● **TEKSTFRAGMENT**
+ + +
Het einde van het schooljaar nadert. Dit wil zeggen dat we op dit moment volop woordjes en grammatica in ons hoofd aan het stampen zijn en dat de opdrachten voor de cursus photoshop bijna moeten ingeleverd worden. Voor die laatste cursus heb ik snel een paar dingen ineen geflanst. Ik ben er zelf niet echt tevreden over, maar door tijdsgebrek zal dit moeten volstaan, vrees ik.
taal
Spliaans
Het blijft me verbazen hoe makkelijk dat Italiaans eruit blijft rollen in de Spaanse les. ‘t Is nochtans niet dat we nog veel Italiaans spreken. Als ik naar een woord zoek, lijkt het Italiaans altijd eerder klaar te zitten dan het Spaans. En het probleem is, ik vind dat mijn gemengd Spaans-Italiaanse zinnen best ok klinken en hoor vaak niet van mezelf dat er een Italiaans woord tussenfloept. Al vrees ik dat de juffrouw er op het mondeling examen wel lichtelijk anders over zal denken.
Analoge technologieën
De juffrouw Russisch wilde ons tijdens de les een fragment tonen van een theaterstuk. Het fragment in kwestie stond op een ouderwetse VHS-band. Je weet wel, zo’n ding dat na veelvuldig gebruik zwarte strepen op het beeld tevoorschijn tovert. De VHS-cassette werd in een videorecorder gestopt, die zonder twijfel nog uit de vorige eeuw dateerde. Uiteraard werkte het ding niet meer en kwam er bij het uitnemen van de cassette een sliert bruine band achterna. Ach, de herinneringen. En dan te bedenken dat ik al bijna vergeten was dat zulke dingen überhaupt bestonden. Het is verbazingwekkend hoe snel het comfort van al die nieuwe digitale technologieën vanzelfsprekend wordt.
+ + +
● **OPGESLAGEN ITEMS**
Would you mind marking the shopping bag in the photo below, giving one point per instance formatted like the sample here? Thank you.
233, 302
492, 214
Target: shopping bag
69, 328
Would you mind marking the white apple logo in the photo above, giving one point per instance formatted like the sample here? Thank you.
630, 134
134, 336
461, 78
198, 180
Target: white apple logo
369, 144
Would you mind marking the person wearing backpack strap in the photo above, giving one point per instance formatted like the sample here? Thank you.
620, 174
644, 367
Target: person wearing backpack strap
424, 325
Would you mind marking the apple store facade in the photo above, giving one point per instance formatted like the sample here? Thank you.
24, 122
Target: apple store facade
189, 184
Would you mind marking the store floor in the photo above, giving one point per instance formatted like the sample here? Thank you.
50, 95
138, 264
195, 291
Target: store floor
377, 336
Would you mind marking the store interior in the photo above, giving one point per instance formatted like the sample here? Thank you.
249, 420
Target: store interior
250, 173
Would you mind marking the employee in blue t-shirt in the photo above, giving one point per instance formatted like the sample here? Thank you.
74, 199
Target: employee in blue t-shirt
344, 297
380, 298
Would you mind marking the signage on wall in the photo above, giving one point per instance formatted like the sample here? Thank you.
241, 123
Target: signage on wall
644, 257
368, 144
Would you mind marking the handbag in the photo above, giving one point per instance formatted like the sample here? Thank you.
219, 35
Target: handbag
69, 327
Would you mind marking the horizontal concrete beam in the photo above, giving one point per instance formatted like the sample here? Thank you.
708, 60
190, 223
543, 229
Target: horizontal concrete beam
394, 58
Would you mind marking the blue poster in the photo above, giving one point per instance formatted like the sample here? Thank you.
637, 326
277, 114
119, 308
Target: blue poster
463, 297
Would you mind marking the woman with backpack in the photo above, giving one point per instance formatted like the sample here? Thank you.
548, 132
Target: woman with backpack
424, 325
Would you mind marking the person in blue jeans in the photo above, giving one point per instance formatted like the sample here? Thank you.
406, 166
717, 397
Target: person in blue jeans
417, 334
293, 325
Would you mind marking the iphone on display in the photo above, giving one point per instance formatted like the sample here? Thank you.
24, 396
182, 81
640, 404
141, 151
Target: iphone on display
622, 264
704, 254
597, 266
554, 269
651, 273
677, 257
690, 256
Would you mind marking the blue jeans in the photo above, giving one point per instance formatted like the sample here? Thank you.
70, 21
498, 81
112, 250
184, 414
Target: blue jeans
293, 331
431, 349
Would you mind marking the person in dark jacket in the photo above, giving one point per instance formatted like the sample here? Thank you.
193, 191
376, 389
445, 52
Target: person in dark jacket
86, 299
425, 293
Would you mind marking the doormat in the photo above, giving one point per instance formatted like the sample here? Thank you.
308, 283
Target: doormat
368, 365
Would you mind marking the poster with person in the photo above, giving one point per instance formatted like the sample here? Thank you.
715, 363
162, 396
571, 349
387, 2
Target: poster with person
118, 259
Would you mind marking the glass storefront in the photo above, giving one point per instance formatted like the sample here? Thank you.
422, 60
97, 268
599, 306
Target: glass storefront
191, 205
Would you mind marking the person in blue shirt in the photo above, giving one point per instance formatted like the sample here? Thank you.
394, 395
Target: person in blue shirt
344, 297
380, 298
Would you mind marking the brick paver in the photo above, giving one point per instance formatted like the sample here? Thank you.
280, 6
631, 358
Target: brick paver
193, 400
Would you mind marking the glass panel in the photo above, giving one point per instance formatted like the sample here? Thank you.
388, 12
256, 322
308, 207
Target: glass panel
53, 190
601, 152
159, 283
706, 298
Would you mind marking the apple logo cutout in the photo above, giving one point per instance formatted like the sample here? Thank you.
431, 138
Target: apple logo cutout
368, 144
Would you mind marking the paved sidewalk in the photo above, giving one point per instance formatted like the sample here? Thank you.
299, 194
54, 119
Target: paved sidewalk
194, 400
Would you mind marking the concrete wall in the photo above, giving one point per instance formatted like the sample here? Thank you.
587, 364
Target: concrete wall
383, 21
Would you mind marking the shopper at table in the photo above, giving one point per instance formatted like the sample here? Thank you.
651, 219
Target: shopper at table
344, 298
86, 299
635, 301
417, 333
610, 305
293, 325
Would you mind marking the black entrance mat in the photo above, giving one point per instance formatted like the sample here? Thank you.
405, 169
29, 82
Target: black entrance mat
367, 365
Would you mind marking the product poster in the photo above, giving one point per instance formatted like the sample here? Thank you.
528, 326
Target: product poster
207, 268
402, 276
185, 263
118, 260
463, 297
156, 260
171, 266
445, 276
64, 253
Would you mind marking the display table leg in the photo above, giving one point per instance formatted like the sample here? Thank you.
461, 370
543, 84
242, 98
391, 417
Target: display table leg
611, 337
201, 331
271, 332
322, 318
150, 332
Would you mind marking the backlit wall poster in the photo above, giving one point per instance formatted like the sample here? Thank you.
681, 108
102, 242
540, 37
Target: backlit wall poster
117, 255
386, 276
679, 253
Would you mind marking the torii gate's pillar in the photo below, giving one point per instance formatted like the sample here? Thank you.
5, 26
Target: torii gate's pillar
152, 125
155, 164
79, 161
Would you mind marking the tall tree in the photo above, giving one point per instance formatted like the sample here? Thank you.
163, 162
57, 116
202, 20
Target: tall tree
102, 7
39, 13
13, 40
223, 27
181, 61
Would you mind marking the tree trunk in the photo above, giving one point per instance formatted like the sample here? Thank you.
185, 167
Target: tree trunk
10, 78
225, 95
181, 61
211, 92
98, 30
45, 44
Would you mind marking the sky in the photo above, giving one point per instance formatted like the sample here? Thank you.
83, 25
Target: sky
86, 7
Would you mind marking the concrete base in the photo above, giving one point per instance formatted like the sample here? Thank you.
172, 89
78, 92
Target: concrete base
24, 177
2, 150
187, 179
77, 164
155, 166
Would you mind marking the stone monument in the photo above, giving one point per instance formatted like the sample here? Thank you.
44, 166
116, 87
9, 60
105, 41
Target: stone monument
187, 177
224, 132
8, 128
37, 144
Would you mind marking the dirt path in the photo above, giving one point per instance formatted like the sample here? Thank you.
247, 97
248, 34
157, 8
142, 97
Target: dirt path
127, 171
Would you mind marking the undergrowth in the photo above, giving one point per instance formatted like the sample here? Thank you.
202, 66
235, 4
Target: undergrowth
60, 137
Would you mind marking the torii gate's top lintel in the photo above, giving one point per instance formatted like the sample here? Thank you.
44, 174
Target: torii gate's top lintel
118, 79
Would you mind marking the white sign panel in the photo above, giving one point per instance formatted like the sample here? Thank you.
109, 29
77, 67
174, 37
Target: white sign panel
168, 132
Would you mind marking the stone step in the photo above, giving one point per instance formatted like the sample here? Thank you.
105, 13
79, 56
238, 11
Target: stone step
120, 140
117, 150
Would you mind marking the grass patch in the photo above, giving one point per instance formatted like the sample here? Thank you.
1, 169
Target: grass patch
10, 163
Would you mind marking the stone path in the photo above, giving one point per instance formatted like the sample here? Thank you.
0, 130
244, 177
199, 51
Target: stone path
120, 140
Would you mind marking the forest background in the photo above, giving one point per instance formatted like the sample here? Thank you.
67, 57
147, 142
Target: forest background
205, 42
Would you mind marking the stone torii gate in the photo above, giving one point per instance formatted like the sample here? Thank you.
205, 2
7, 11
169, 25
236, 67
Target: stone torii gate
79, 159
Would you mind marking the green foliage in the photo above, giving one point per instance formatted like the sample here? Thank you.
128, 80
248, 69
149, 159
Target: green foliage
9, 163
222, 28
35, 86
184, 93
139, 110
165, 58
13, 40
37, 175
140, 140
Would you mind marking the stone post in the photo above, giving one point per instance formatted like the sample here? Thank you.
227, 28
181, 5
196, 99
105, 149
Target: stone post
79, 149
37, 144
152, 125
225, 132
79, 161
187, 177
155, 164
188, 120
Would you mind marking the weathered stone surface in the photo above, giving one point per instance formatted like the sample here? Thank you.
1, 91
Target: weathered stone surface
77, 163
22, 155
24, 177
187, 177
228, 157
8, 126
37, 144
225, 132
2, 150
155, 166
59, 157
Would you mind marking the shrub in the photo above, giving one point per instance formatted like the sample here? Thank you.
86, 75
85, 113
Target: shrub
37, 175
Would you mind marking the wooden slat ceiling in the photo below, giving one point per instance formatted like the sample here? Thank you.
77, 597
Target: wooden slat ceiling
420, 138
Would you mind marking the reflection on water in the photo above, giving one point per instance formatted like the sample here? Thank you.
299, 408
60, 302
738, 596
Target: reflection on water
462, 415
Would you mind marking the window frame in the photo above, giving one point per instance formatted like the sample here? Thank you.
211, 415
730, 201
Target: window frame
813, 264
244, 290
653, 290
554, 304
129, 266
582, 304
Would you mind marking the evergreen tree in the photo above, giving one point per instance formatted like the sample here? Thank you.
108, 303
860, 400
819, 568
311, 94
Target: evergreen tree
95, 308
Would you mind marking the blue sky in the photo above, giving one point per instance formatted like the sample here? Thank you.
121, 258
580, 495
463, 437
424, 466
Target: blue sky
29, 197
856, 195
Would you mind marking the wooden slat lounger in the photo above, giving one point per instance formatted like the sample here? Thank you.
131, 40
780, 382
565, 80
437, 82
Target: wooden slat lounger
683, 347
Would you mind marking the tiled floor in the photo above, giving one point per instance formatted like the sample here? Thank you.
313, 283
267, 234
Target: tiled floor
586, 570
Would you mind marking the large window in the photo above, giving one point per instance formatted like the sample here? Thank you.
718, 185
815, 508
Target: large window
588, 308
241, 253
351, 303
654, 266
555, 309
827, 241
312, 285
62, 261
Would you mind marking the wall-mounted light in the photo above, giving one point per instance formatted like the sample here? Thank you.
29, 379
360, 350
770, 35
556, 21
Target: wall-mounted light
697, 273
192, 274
+ + +
● **DOEL 1**
Welke talen komen in het tekstfragment over het schooljaar voor? Zet ze allemaal op een rij.
● **DOEL 2**
Waar stond het stukje theater op dat de juffrouw Russisch in de les wilde laten zien, volgens het tekstfragment over het schooljaar?
● **DOEL 3**
Schrijf een vervolg op het tekstfragment over het schooljaar dat direct aansluit op de laatste zin.

● **EINDANTWOORD 1**
Italiaans, Spaans, Russisch

● **EINDANTWOORD 2**
Op een ouderwetse VHS-band.

● **EINDANTWOORD 3**
Spaans theater
Ik wist niet goed wat ik ervan moest verwachten, maar het theater deze avond is supergoed meegevallen. Twee acteurs brachten zes korte scènes met een humoristische toets. Niets om schuddebuikend van over de grond te rollen, maar wel genoeg om een glimlach op de gezichten te toveren. De acteurs articuleerden beiden bijzonder goed, wat het voor de eerste- en tweedejaars studentjes Spaans in de zaal bijzonder makkelijk maakte om de tekst te volgen, zelfs al verstonden we niet elk woord.
Dit theaterstuk sluit alvast perfect aan bij ons voornemen om in onze schaarse vrijetijd eens wat meer Spaanse films te zien. Er staan nog een aantal Almodóvar-films op mijn zeker-te-zien lijstje en ons Spaans kan er maar wel bij varen.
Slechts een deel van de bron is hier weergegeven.